For the records below, print the lines from the line with "Target: rubber tire" through the line with "Target: brown dry vegetation" exactly as written; include both end lines and exclude the rest.

*** Opening of EXERCISE MATERIALS ***

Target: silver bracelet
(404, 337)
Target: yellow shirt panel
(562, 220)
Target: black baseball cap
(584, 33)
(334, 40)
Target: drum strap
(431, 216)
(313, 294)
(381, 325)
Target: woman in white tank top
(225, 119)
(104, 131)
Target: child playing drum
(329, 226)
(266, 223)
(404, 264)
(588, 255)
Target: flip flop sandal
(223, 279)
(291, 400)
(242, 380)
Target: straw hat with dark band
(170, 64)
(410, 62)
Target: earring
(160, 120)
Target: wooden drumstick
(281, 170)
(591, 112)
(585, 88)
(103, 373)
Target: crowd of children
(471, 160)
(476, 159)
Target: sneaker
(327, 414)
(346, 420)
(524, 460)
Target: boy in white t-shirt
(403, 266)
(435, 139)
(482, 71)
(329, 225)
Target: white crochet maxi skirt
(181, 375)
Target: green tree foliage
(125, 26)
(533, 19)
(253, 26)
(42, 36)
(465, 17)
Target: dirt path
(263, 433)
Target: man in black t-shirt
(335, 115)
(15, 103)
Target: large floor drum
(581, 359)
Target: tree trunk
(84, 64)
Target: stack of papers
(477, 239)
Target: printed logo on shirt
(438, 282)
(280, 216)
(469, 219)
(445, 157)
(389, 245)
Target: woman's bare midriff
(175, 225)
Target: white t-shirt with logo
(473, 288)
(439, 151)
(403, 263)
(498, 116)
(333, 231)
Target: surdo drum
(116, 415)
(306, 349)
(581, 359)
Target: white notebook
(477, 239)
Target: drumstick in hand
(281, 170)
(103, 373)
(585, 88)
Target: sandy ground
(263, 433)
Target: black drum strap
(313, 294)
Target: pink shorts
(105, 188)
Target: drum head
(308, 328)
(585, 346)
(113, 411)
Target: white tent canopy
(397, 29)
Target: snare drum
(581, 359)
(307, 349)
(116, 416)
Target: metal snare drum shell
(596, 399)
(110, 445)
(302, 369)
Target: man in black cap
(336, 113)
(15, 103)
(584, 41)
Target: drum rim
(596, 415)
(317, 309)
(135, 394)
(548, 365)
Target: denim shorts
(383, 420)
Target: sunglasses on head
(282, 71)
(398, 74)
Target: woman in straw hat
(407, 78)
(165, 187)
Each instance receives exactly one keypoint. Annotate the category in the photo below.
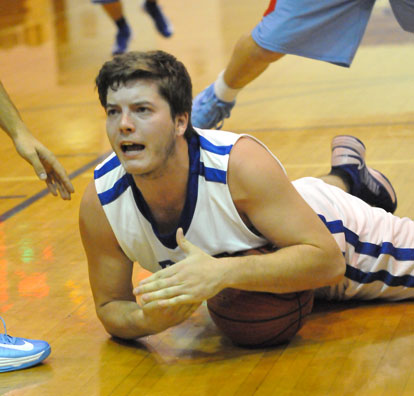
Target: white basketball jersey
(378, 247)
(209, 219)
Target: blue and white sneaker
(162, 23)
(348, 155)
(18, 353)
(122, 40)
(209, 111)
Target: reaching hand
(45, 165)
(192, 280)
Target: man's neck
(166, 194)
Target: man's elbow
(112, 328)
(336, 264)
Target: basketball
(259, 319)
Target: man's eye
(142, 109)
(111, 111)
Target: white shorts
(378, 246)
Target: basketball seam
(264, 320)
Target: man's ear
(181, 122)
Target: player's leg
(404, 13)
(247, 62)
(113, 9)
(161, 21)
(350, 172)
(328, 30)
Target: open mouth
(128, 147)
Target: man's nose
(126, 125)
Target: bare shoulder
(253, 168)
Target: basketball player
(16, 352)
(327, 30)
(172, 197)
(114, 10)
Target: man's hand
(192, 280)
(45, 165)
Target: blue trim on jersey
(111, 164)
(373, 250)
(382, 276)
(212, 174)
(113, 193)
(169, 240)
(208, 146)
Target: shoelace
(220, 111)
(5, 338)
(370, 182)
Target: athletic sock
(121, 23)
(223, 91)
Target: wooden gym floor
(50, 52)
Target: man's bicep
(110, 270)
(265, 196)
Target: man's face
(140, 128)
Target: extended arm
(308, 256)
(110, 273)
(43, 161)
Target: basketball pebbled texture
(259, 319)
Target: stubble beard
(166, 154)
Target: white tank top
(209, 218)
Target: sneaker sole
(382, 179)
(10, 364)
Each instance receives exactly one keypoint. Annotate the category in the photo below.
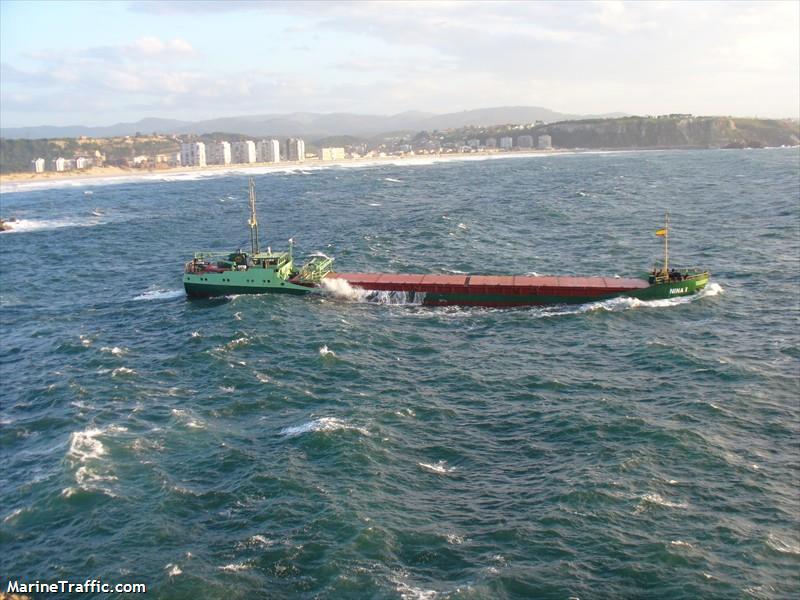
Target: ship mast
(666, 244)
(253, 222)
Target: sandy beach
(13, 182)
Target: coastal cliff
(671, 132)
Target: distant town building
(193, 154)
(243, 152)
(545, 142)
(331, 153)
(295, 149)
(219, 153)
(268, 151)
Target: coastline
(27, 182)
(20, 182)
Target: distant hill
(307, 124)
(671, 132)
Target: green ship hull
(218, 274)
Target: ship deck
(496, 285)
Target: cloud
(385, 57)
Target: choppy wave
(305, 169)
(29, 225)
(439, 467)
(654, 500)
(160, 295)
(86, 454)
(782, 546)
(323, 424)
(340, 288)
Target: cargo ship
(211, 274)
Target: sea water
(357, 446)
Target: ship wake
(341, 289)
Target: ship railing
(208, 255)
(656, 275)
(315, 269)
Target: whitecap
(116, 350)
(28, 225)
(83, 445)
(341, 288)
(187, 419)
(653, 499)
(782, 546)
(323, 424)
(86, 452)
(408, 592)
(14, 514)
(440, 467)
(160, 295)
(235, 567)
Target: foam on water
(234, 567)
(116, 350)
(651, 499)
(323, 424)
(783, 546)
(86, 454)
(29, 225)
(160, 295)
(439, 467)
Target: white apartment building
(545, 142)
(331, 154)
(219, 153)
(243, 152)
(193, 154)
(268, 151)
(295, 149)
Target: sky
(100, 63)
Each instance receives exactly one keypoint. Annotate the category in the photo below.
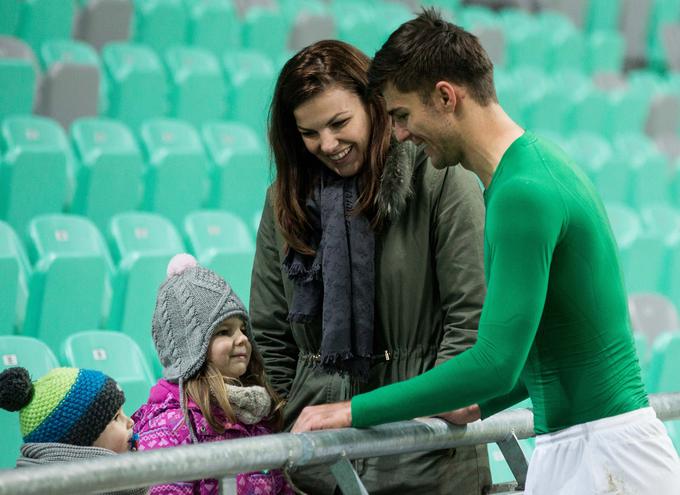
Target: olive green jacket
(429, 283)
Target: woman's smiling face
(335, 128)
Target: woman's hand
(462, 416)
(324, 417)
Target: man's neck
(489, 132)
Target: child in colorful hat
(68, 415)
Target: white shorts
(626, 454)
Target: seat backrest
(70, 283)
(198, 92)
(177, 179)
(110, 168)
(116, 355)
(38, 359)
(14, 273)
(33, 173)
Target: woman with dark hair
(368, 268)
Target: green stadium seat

*** Close of EXERCISE MATERIALS ***
*** Opening of EXERCISE MATERIALS ***

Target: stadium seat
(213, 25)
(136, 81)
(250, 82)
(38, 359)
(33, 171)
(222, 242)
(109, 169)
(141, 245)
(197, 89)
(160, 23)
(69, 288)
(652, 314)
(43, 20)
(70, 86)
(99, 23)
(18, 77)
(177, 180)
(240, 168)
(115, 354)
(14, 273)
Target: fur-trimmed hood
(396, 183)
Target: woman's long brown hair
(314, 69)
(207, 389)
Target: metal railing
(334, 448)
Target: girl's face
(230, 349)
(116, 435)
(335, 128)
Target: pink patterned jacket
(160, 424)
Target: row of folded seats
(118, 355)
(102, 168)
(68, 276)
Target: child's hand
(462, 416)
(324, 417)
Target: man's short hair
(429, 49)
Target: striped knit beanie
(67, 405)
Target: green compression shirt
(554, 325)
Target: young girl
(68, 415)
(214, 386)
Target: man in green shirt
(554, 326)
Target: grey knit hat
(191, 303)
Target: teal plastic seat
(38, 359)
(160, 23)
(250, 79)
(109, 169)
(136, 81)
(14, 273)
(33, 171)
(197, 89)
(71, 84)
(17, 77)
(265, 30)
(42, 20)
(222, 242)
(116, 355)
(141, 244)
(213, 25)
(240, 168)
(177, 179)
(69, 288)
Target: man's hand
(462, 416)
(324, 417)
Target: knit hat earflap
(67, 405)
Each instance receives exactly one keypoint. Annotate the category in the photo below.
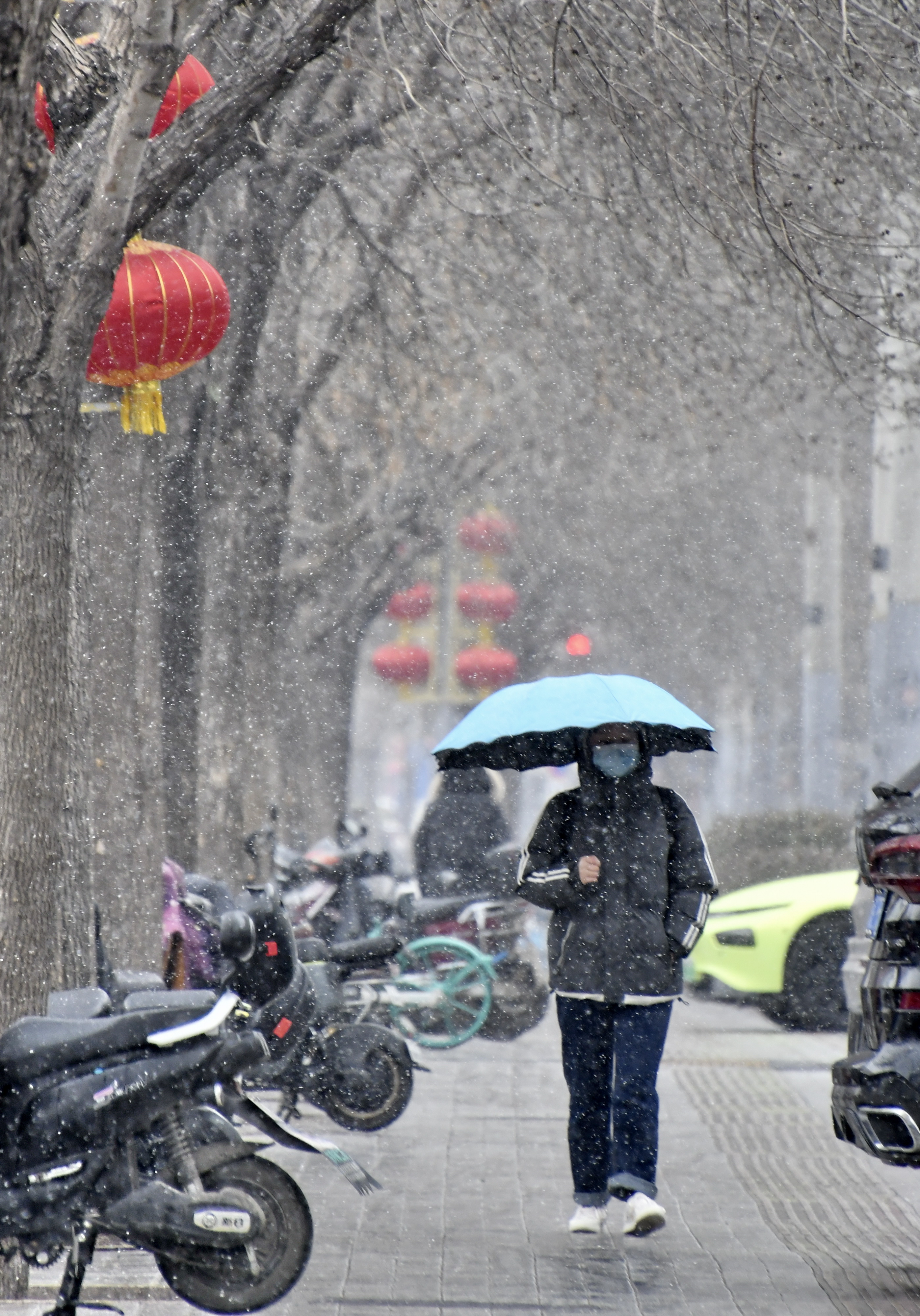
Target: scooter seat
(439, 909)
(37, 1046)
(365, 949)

*** Close of EXERCISE MATERIALS ***
*** Opening of EXERCISE MATERIALS ***

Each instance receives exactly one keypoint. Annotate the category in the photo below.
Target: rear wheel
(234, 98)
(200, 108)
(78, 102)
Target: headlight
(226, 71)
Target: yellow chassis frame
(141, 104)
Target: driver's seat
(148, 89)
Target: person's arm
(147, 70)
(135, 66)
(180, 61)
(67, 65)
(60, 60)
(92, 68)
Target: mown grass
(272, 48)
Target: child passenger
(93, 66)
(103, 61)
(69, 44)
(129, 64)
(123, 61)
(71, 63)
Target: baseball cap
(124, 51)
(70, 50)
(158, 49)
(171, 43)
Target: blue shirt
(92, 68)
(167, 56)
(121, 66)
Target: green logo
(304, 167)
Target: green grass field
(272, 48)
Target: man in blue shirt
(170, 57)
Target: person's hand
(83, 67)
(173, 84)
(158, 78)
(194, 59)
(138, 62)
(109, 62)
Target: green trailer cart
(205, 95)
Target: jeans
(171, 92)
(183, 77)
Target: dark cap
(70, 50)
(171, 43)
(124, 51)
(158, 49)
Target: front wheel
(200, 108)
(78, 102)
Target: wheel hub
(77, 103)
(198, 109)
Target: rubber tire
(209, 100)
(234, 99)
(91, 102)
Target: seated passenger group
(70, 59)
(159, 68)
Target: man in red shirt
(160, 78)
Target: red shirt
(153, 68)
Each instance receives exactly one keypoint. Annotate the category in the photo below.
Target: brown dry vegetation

*** Close of EXERCISE MATERIALS ***

### [YOUR RESPONSE]
Target: rubber tire
(209, 100)
(234, 99)
(91, 102)
Target: seated passenger group
(70, 59)
(159, 68)
Target: man in red shirt
(160, 78)
Target: red shirt
(153, 68)
Each instance receives exactly one keypoint. Annotate the category in the photo below.
Target: brown dry vegetation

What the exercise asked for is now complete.